§ **Given exercise**: Beginning with the line that contains "of the jersey", extract each line through the end of the listing below, with no additions or omissions.

§ **Data for this task**:
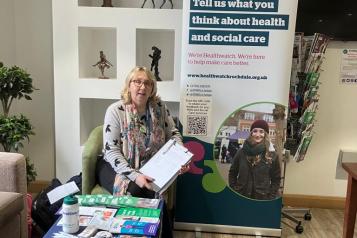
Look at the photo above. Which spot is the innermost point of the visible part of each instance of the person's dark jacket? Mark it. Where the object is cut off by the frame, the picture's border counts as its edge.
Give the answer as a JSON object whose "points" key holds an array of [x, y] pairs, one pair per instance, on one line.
{"points": [[259, 181]]}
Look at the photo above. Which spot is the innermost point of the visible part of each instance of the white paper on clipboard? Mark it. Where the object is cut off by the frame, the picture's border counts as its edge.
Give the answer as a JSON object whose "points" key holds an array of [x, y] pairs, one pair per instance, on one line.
{"points": [[165, 165]]}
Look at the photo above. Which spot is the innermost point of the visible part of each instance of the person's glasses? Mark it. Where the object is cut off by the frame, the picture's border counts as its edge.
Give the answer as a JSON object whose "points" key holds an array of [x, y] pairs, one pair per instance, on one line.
{"points": [[138, 83]]}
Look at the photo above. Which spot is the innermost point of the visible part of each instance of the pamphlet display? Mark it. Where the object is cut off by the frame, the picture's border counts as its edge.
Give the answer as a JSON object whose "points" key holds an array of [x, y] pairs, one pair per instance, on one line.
{"points": [[170, 158]]}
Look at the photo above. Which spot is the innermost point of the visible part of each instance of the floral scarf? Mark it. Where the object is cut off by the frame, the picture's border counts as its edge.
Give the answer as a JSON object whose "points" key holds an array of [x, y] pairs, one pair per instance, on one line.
{"points": [[141, 139]]}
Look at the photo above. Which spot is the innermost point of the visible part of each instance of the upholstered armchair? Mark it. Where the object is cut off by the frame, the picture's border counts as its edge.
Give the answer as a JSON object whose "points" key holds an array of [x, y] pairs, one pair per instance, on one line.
{"points": [[13, 190], [92, 148]]}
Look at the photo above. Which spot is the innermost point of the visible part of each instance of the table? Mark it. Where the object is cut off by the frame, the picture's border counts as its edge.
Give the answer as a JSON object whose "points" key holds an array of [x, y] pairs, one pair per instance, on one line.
{"points": [[351, 198]]}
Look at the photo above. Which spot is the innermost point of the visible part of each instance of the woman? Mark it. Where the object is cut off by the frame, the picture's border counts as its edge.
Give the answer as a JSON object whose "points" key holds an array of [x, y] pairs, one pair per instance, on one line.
{"points": [[255, 169], [135, 128]]}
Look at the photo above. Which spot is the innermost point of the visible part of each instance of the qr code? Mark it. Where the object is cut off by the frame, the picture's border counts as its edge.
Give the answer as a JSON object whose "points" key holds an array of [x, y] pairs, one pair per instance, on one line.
{"points": [[197, 125]]}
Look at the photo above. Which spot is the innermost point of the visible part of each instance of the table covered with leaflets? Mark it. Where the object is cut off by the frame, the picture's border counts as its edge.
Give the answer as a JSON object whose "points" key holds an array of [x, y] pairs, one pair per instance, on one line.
{"points": [[113, 216]]}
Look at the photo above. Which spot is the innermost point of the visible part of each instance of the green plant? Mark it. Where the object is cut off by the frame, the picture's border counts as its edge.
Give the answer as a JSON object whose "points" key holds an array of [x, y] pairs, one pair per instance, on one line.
{"points": [[15, 83]]}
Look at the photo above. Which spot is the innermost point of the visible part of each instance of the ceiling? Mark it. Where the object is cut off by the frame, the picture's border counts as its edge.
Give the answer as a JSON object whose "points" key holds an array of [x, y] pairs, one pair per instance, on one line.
{"points": [[337, 19]]}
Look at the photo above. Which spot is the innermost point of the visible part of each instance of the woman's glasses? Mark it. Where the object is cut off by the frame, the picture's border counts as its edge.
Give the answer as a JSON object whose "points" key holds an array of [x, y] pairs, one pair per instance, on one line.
{"points": [[138, 83]]}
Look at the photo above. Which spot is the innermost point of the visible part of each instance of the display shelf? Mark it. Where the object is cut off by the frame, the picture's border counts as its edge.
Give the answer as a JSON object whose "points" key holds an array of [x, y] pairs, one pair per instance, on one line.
{"points": [[164, 40], [92, 40], [92, 111], [177, 4]]}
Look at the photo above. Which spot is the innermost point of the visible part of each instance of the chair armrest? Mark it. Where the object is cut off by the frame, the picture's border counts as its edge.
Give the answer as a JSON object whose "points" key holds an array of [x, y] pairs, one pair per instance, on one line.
{"points": [[92, 148]]}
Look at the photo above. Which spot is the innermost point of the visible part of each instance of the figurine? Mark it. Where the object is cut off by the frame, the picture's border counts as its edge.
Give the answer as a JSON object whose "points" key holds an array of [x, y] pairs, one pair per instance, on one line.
{"points": [[153, 4], [164, 1], [156, 56], [107, 3], [102, 64]]}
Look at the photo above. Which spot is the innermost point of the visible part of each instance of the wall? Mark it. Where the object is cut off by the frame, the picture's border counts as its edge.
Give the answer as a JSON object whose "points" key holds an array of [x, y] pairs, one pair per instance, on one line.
{"points": [[26, 40], [335, 129]]}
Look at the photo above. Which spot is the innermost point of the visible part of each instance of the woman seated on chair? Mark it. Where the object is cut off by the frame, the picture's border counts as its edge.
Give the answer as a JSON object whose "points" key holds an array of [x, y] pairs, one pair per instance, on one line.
{"points": [[135, 128]]}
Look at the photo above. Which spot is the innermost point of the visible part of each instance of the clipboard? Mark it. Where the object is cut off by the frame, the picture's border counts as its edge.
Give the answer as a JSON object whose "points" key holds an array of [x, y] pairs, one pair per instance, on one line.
{"points": [[165, 165]]}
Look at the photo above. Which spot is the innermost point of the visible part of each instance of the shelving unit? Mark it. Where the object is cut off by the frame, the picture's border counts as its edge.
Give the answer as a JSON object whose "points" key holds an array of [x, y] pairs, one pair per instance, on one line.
{"points": [[126, 34]]}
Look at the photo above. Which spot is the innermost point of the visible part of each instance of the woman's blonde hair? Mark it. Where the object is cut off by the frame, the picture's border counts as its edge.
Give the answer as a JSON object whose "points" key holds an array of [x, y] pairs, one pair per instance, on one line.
{"points": [[125, 94]]}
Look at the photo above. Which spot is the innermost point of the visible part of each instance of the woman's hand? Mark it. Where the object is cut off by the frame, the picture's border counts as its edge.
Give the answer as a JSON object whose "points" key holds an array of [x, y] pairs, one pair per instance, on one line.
{"points": [[144, 181], [184, 168]]}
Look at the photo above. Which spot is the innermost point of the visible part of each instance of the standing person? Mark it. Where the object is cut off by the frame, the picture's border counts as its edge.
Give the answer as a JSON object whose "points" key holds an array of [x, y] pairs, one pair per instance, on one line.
{"points": [[135, 128], [255, 169]]}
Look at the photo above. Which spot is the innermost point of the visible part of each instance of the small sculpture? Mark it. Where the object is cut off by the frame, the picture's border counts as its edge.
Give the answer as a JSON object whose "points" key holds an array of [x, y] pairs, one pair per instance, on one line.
{"points": [[102, 64], [107, 3], [156, 56]]}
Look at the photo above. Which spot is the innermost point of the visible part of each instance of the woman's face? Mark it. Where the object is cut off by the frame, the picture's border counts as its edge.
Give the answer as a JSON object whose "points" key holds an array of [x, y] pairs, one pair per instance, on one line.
{"points": [[140, 88], [258, 135]]}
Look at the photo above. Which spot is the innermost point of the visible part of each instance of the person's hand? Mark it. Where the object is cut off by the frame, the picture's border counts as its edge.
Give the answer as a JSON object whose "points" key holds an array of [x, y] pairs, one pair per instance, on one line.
{"points": [[184, 169], [144, 181]]}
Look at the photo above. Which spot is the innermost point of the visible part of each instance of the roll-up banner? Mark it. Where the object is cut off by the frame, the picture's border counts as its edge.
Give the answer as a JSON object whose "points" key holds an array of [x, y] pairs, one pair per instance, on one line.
{"points": [[236, 64]]}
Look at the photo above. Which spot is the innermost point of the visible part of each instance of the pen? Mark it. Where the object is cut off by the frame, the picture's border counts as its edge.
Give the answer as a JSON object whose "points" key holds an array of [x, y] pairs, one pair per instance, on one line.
{"points": [[168, 148]]}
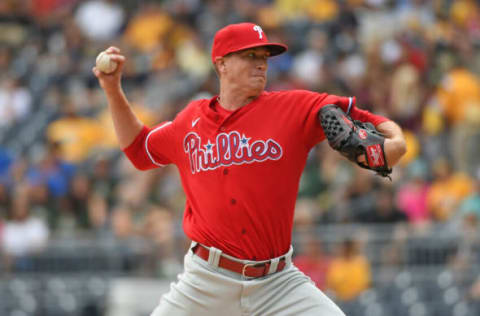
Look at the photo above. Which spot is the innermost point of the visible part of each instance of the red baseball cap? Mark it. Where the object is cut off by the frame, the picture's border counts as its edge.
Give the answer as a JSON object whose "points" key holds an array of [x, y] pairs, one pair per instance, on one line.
{"points": [[236, 37]]}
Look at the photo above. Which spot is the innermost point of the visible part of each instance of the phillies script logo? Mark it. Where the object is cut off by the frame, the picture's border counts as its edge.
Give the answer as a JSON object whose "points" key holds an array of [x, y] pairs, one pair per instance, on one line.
{"points": [[228, 149]]}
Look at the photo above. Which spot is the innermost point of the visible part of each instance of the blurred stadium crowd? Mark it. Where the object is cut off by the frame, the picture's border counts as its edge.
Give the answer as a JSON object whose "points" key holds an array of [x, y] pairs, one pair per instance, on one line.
{"points": [[63, 177]]}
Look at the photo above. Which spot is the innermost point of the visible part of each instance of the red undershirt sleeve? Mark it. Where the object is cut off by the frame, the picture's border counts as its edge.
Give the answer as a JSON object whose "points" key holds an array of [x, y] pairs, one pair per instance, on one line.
{"points": [[348, 105], [153, 147]]}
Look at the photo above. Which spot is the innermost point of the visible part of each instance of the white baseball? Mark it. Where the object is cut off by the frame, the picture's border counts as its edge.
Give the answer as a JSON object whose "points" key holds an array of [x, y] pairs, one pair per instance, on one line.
{"points": [[105, 64]]}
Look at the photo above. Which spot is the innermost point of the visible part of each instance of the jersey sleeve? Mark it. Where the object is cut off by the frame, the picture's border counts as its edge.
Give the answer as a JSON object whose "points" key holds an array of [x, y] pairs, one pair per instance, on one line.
{"points": [[153, 147], [314, 130]]}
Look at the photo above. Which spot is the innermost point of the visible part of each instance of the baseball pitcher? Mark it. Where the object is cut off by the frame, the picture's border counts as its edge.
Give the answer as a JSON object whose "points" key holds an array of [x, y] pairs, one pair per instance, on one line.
{"points": [[240, 156]]}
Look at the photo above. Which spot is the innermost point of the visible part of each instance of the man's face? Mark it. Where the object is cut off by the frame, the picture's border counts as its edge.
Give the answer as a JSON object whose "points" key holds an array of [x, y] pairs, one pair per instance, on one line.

§ **Correct response**:
Look at the photo above. Which spot is the innermost point of the visible part of each instance of the jersey sleeve? Mark it. Where the object is cut off by the frame, the picture's border counts as its edge.
Give the answer as a JSON object whose "points" key holds an array of [x, y] pairs, one pair per instance, on one line.
{"points": [[153, 147], [314, 130]]}
Look at the photo above. Which spot is the innermost point of the visible part of each instance of the baseball pitcher? Mark it. Where the object is cut off by the frame, the picture's border counts as its edge.
Give the answer as a JSON object whose "points" key holds an array of [x, y] pairs, one pair per instance, on one line.
{"points": [[240, 156]]}
Look at the photo above. Which spot is the innermost point of the visible part of each instance of the man's face? Mark it. Where the object is cut off by the frame, the picture's border counts as its edge.
Give the answer as a JSON object whose "points" key holds an array of [x, y] pairs, one pair per instance, on one line.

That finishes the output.